*** TASK INPUT ***
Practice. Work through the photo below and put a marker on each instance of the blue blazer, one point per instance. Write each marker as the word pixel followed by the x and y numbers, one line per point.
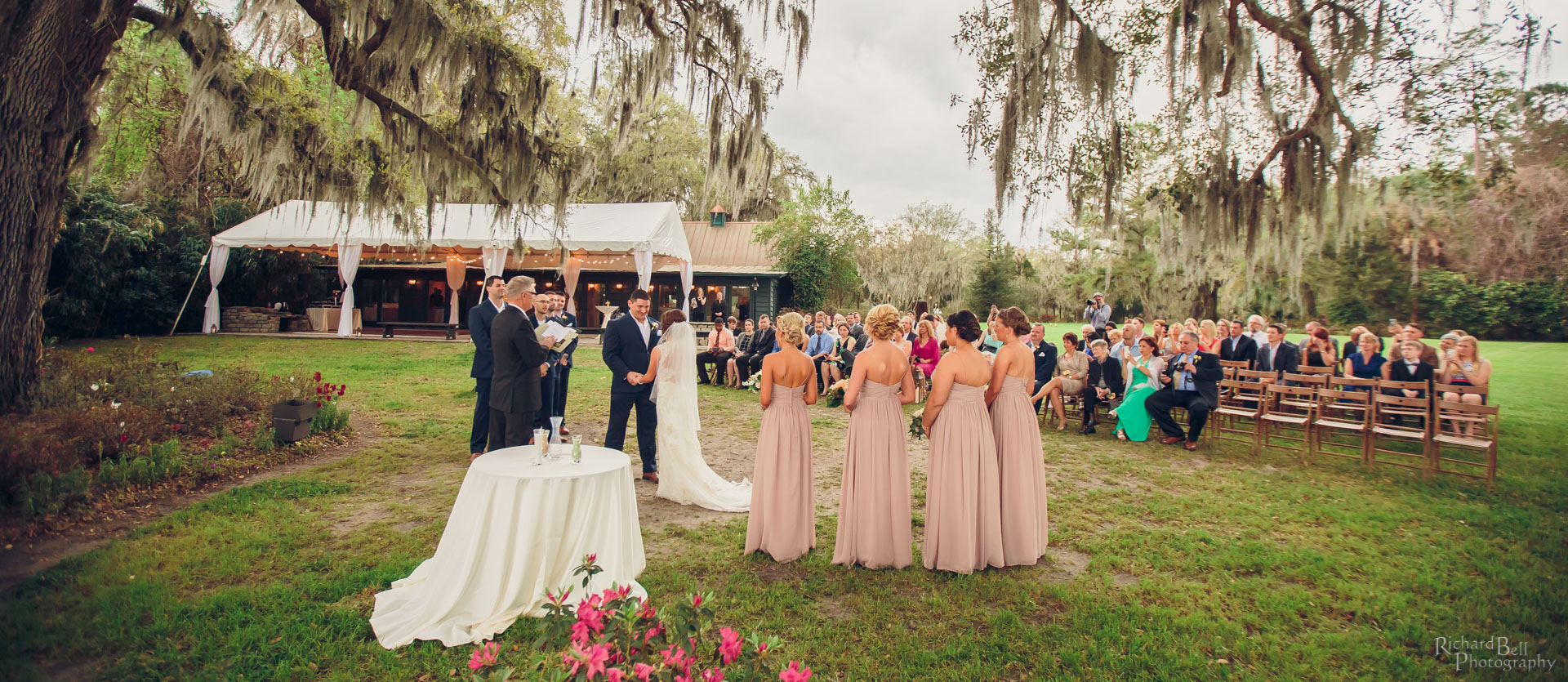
pixel 480 319
pixel 625 351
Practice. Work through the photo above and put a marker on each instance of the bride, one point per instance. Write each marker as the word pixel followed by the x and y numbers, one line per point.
pixel 684 475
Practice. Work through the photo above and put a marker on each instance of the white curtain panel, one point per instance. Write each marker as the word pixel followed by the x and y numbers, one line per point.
pixel 686 288
pixel 455 272
pixel 347 265
pixel 216 267
pixel 574 267
pixel 494 261
pixel 645 267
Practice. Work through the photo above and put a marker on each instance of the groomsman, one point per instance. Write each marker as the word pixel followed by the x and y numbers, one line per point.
pixel 483 368
pixel 540 315
pixel 564 368
pixel 519 364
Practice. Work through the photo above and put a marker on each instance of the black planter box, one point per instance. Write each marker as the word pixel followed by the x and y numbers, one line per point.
pixel 291 430
pixel 295 409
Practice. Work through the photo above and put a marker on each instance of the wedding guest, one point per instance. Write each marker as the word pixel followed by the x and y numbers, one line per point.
pixel 764 342
pixel 1191 383
pixel 840 359
pixel 1045 359
pixel 1276 354
pixel 1070 373
pixel 1104 381
pixel 483 368
pixel 1208 337
pixel 963 494
pixel 720 349
pixel 1019 458
pixel 782 521
pixel 1133 414
pixel 1409 368
pixel 924 353
pixel 819 347
pixel 564 366
pixel 742 349
pixel 1239 347
pixel 521 363
pixel 874 501
pixel 1098 312
pixel 1414 332
pixel 1467 368
pixel 1319 351
pixel 1366 364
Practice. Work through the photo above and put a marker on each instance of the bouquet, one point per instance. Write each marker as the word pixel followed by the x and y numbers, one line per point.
pixel 836 394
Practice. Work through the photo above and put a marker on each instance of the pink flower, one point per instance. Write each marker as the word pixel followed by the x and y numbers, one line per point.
pixel 728 644
pixel 795 673
pixel 483 656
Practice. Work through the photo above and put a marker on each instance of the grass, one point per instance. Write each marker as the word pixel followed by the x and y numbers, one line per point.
pixel 1164 564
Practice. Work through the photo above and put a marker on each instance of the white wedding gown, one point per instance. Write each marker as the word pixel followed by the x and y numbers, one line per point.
pixel 683 474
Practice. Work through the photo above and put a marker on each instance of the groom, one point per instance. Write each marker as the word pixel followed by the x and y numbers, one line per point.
pixel 627 342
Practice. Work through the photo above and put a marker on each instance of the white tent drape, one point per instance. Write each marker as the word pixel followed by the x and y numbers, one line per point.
pixel 216 267
pixel 645 267
pixel 347 265
pixel 494 261
pixel 572 269
pixel 686 288
pixel 455 272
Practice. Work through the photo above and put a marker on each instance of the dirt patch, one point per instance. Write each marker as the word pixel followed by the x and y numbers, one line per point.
pixel 29 557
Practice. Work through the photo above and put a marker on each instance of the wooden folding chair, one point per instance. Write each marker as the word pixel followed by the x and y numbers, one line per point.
pixel 1239 400
pixel 1343 412
pixel 1286 416
pixel 1392 405
pixel 1465 427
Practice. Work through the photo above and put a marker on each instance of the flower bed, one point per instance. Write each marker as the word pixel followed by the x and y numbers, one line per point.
pixel 118 427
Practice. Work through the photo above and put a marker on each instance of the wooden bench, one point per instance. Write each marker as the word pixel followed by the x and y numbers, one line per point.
pixel 390 327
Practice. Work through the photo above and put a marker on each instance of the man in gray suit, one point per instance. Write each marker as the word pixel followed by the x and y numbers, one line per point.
pixel 519 364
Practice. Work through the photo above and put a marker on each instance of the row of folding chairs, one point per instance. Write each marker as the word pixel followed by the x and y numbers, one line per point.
pixel 1370 421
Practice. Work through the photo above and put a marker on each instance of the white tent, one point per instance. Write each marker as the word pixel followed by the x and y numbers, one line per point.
pixel 618 235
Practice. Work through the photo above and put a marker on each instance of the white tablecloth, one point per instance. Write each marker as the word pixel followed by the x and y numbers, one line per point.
pixel 516 532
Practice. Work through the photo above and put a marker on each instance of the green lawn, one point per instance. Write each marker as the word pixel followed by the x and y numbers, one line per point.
pixel 1164 564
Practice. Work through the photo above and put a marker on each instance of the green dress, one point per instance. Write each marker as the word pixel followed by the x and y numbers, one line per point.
pixel 1133 417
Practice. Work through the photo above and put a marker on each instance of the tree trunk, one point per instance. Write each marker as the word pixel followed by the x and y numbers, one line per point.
pixel 52 57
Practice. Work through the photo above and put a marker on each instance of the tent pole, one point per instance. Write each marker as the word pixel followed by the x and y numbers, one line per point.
pixel 192 291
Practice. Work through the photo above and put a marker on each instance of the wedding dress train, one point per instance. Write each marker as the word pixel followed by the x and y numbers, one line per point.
pixel 683 474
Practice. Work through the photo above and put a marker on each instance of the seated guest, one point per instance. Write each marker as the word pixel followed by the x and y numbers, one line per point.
pixel 1191 381
pixel 720 349
pixel 1208 336
pixel 924 353
pixel 1276 354
pixel 1104 383
pixel 742 349
pixel 1239 347
pixel 819 347
pixel 1317 351
pixel 1366 364
pixel 1409 368
pixel 1414 332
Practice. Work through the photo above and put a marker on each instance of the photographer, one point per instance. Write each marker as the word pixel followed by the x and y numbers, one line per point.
pixel 1097 312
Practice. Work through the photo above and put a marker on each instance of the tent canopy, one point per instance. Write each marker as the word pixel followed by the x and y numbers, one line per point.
*** End of TASK INPUT ***
Output the records exactly. Drop the images.

* **EXERCISE SOLUTION**
Practice. Work through the photo below and put a marker on each instance of the blue blazer, one point per instance. Write each marker as the word pixel followed by the x and y numbers, one line per point.
pixel 480 319
pixel 625 351
Practice. Work through the photo above and put a marker on each instance of the bride, one point per instance. Write each marker as the word pixel followed by the x and y numbers, one line per point.
pixel 684 475
Practice. Work through the photo above and put a marker on each instance of the white curtain panel, one point per instance. Write each marker as the word pixel followed by the x and y numbers, one line per point.
pixel 686 288
pixel 455 272
pixel 347 265
pixel 216 267
pixel 574 267
pixel 494 261
pixel 645 267
Practice. Work through the photo above and put a marker on each instance of the groomsman, one point per instance. Write each marker as the word pixel followed by the x and y numbers, one line per point.
pixel 483 368
pixel 540 315
pixel 564 368
pixel 519 364
Practice. Work through the photo above and put a marker on each instance of the black planter box, one point per instance. Write each marker as the word pixel followed by the x and y numbers, one line per point.
pixel 291 430
pixel 295 409
Practice. Work through the photo above and put a marker on each instance of the wedding guest, one point per instance. Write each marker as the word pixel followed by the x and y numbers, one line per point.
pixel 764 342
pixel 1191 383
pixel 840 359
pixel 1045 359
pixel 1276 354
pixel 1070 373
pixel 1104 381
pixel 483 368
pixel 1208 337
pixel 963 494
pixel 720 349
pixel 1019 458
pixel 782 521
pixel 1133 414
pixel 1409 368
pixel 924 353
pixel 819 347
pixel 564 366
pixel 742 349
pixel 1239 347
pixel 521 363
pixel 874 501
pixel 1098 312
pixel 1414 332
pixel 1467 368
pixel 1319 351
pixel 1366 364
Practice. Work through the photo above and put a marker on each instance of the bouquet, one point per instance. Write each marker as the word pixel followed by the x and y numbers, one line per point.
pixel 836 394
Practice. Work through the photo above and put a marker on each instance of the pink flower, one point per instance. Write each marker as the word pixel followed by the x and y numbers, one line per point.
pixel 728 644
pixel 795 673
pixel 483 656
Practice. Work through the photo above and put a marker on each instance of the grass, one point per instance. Write each marker as the word pixel followed by the x and y numbers, one line per point.
pixel 1164 564
Practice. Work through the photo above and put a marker on each instance of the white wedding gown, one point per instance. Write each marker as the word pixel followed by the x and y numbers, one line per point.
pixel 683 474
Practice. Work through the photo above and put a marker on each instance of the groom, one point per instance. Write each marker as the word pixel followed by the x and y numbers, one line per point.
pixel 627 342
Practice. Work through the photo above and put a marker on each instance of the white tent drape, one point per instance. Write each marker as the word pixel followed by the x and y numbers, one line per point.
pixel 216 267
pixel 645 267
pixel 347 265
pixel 494 261
pixel 572 269
pixel 686 288
pixel 455 272
Practice. Work through the photo above and put a marker on each instance of the dirt patch, one point per instance. Write each marker as the word pixel followed by the x and y numbers, one line per point.
pixel 29 557
Practice. Work through the photo above and put a marker on each instance of the wooden folding chair, one point per instance. Write each marker as the word pixel followed by the x and y numbers, one line per point.
pixel 1239 400
pixel 1343 412
pixel 1286 416
pixel 1392 405
pixel 1465 427
Practice. Work through the photo above and put a marker on each instance of the flower bed, one point per instance. Write each marker as the word pixel followed by the x and y numbers, one line per point.
pixel 118 427
Practice. Work through the photo above and put a marker on each instance of the wooden bench, one point per instance. Write each marker as the word pixel followed by the x and y numbers, one line per point.
pixel 390 327
Practice. Work through the photo above and put a marker on each instance of the man in gray suit, one point per instance. Write each marker as the word pixel followed by the x and y numbers, one line per point.
pixel 519 364
Practice. Work through the photo above and put a marker on each instance of the row of folding chairs, one point per instance. Write each marker as the word pixel followed by the x and y numbers, one line per point.
pixel 1370 421
Practice. Work through the photo above and put a marker on each instance of the white tent, one point per instance. Write each marker as the word pixel followed by the x and y numbers, one line per point.
pixel 618 235
Practice. Work through the photo above and put a marker on each instance of the white tablecloth, one point per instance. Write each marker as the word pixel followed by the x and y numbers, one line per point.
pixel 516 532
Practice. Work through the photo above and put a marker on each instance of the green lawn, one point per instance. Write each marker as the word pixel followed by the x and y numbers, one line per point.
pixel 1164 564
Practice. Work through the photo above and put a marker on each instance of the green dress, one point per instance. Write each marker as the word pixel followed by the x and y numbers, one line per point.
pixel 1133 417
Practice. Work through the photo above and put a marker on each instance of the tree trunk, one point per instance. Write each marker as the word pixel followed by the x and y numbers, one line per point.
pixel 52 57
Practice. Work through the photo above and put a marker on each instance of the tent pole, one point per instance. Write each marker as the word pixel followed by the x and y numbers, one line per point.
pixel 192 291
Practice. Work through the photo above and put a marker on each instance of the wedding dress train, one point per instance. Write each marker as the word pixel followed by the x and y numbers, one line per point.
pixel 683 474
Practice. Work through the photo above and put a marker on each instance of the seated guest, one point per instance. Write each marker as the word pixel followed by the x and y numbers, one line per point.
pixel 1191 381
pixel 720 349
pixel 1208 336
pixel 924 353
pixel 1276 354
pixel 1104 383
pixel 742 349
pixel 1239 347
pixel 819 347
pixel 1317 351
pixel 1366 364
pixel 1409 368
pixel 1414 332
Practice. Work through the photo above and put a marker on each instance of the photographer, one point per instance. Write each marker as the word pixel followed by the x and y numbers, one line per point.
pixel 1097 312
Practice. Work through the photo above and put a marker on each instance of the tent canopy, one point per instance. Write each marker as the word pixel followed by the x and y numbers, one line per point.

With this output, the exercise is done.